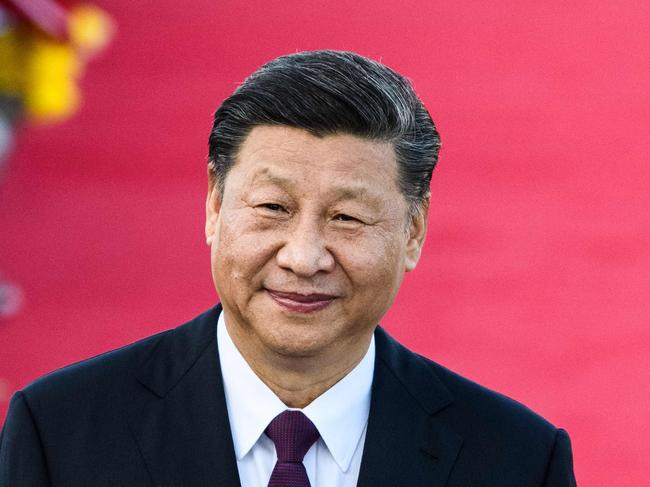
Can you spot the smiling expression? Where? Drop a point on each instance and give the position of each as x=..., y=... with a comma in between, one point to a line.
x=309, y=241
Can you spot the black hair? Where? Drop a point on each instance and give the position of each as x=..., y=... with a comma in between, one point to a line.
x=328, y=92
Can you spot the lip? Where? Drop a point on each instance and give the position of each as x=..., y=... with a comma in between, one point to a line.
x=301, y=303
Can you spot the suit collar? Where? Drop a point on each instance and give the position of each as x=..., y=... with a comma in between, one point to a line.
x=179, y=420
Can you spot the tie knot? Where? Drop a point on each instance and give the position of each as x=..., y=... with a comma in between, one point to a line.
x=293, y=434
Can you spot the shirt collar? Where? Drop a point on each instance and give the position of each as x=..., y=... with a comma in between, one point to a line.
x=340, y=413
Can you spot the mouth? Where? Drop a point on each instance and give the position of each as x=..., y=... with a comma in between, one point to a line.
x=301, y=303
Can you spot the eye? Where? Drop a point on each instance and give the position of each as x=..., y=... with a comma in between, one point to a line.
x=272, y=207
x=341, y=217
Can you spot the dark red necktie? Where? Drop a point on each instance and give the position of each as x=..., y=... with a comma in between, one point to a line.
x=293, y=434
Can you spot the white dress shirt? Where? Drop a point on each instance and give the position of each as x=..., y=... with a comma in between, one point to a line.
x=340, y=414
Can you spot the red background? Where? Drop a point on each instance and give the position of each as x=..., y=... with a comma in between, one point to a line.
x=536, y=275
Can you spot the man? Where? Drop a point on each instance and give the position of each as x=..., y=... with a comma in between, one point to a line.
x=317, y=202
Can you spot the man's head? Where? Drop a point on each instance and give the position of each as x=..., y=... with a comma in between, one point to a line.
x=330, y=92
x=318, y=164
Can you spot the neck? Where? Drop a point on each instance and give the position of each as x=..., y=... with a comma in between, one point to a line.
x=298, y=380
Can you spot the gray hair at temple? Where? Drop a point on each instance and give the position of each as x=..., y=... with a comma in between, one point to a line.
x=329, y=92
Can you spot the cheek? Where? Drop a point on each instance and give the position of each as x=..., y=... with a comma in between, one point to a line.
x=240, y=250
x=374, y=265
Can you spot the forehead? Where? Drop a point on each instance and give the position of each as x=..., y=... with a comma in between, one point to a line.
x=290, y=156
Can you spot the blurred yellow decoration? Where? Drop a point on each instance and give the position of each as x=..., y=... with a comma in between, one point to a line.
x=90, y=28
x=51, y=92
x=44, y=71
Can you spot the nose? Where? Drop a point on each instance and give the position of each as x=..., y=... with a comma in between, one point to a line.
x=304, y=251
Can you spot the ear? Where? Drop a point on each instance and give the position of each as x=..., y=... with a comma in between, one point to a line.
x=212, y=209
x=415, y=237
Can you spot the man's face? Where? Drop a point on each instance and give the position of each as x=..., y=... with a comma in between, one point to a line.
x=309, y=241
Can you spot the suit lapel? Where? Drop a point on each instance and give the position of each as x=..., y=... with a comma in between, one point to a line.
x=405, y=444
x=180, y=422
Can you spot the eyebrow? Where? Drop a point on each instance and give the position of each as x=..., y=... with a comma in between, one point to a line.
x=347, y=192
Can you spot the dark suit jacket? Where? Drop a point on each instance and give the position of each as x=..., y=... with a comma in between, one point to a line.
x=154, y=414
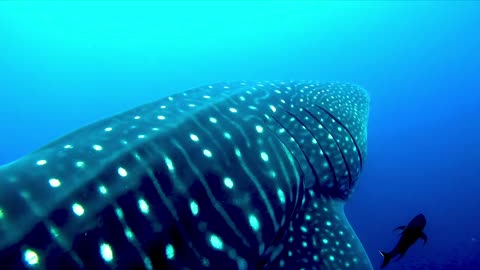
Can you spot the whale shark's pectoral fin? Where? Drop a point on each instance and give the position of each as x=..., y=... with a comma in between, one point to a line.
x=423, y=236
x=400, y=228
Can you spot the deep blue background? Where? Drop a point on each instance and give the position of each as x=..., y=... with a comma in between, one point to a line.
x=64, y=65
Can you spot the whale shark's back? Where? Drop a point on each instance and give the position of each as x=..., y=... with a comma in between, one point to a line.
x=240, y=175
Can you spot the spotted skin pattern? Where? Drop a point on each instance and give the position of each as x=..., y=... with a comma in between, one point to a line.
x=237, y=175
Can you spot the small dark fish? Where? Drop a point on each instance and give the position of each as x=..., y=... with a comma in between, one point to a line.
x=410, y=234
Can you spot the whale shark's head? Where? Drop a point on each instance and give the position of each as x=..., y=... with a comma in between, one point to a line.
x=229, y=175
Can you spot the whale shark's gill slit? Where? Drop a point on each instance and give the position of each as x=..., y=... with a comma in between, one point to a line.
x=350, y=179
x=299, y=146
x=346, y=129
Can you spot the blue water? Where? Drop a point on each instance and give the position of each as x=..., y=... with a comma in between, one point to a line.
x=64, y=65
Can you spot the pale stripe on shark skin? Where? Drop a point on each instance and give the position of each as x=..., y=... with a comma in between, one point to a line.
x=239, y=175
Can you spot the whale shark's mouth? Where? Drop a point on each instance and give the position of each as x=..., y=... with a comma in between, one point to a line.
x=231, y=175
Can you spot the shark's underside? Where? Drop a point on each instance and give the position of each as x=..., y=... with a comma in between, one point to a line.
x=225, y=176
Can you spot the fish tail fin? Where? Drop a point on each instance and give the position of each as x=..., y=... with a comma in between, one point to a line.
x=386, y=258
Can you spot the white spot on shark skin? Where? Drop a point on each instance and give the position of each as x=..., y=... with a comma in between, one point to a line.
x=194, y=137
x=79, y=164
x=41, y=162
x=106, y=252
x=216, y=242
x=169, y=164
x=228, y=182
x=78, y=209
x=207, y=153
x=194, y=208
x=122, y=172
x=54, y=182
x=170, y=252
x=143, y=206
x=254, y=223
x=30, y=257
x=102, y=189
x=97, y=147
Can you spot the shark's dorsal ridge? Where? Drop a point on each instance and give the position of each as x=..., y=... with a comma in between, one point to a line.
x=242, y=175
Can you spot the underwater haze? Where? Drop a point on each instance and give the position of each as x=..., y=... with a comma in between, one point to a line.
x=67, y=64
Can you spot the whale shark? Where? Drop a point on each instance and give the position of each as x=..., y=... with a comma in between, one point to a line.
x=232, y=175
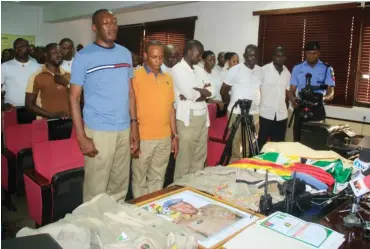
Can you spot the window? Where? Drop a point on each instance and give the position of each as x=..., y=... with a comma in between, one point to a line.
x=337, y=28
x=175, y=31
x=363, y=76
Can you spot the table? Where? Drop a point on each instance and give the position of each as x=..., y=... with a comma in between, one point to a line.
x=155, y=194
x=39, y=241
x=354, y=236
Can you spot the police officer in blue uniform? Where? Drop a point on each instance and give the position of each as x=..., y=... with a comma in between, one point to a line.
x=322, y=82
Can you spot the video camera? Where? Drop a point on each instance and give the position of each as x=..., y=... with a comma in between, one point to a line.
x=309, y=98
x=244, y=105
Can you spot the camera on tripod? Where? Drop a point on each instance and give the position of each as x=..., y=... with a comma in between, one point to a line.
x=244, y=105
x=245, y=122
x=309, y=98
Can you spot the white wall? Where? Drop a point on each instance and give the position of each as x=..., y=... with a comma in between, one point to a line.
x=221, y=26
x=19, y=19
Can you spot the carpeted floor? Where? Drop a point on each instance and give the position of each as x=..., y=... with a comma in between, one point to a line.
x=12, y=222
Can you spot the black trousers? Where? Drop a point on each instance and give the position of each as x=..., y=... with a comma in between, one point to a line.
x=275, y=130
x=319, y=114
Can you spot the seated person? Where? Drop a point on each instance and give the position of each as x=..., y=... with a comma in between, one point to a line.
x=47, y=89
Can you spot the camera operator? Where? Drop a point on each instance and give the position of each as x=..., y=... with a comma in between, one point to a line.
x=243, y=81
x=322, y=84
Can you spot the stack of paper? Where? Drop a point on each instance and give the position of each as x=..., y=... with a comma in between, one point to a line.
x=283, y=231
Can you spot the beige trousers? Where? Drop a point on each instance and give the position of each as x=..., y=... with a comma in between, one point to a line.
x=237, y=142
x=109, y=171
x=192, y=153
x=149, y=170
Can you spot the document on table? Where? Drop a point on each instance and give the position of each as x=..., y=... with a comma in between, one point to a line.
x=286, y=231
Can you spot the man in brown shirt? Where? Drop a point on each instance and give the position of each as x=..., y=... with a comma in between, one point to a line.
x=47, y=89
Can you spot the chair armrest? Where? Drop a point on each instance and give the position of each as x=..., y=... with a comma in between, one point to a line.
x=36, y=177
x=8, y=154
x=217, y=140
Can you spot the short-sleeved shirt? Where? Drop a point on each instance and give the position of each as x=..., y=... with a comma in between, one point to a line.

- Instructions for the task -
Please transcribe exactly the line containing "Can you spot the stack" and every line after it through the end of the records, and nothing else.

- Finished task -
Can you spot the stack of paper? Where? Drop a point on each instance and give the position of each as x=..., y=... with a comma in between, one point to a line.
x=283, y=231
Can you spot the beige trousers? Where? Drop a point on each instance and give the position of each as x=..., y=... with a comma in between, one point to a line.
x=237, y=142
x=109, y=171
x=192, y=153
x=149, y=170
Can you spot the document on table? Where? Drop a point on each instance and give the position of each as x=..., y=... with a comma in between, one point to a line.
x=286, y=231
Can you spot the man in brown shirt? Where? Drop a point on each instance and give the position of each as x=..., y=... with a comma in between, one point to a line.
x=47, y=89
Can you spot the chair armrest? Where? Drop a point on each instance and give the position of each as x=..., y=... with a comma in between, one point to a line.
x=36, y=177
x=8, y=154
x=217, y=140
Can you spot the short-sleeved shirt? Where? Drop a point on each instance and give the position of each as x=..., y=... with a comma in between, one point to a line.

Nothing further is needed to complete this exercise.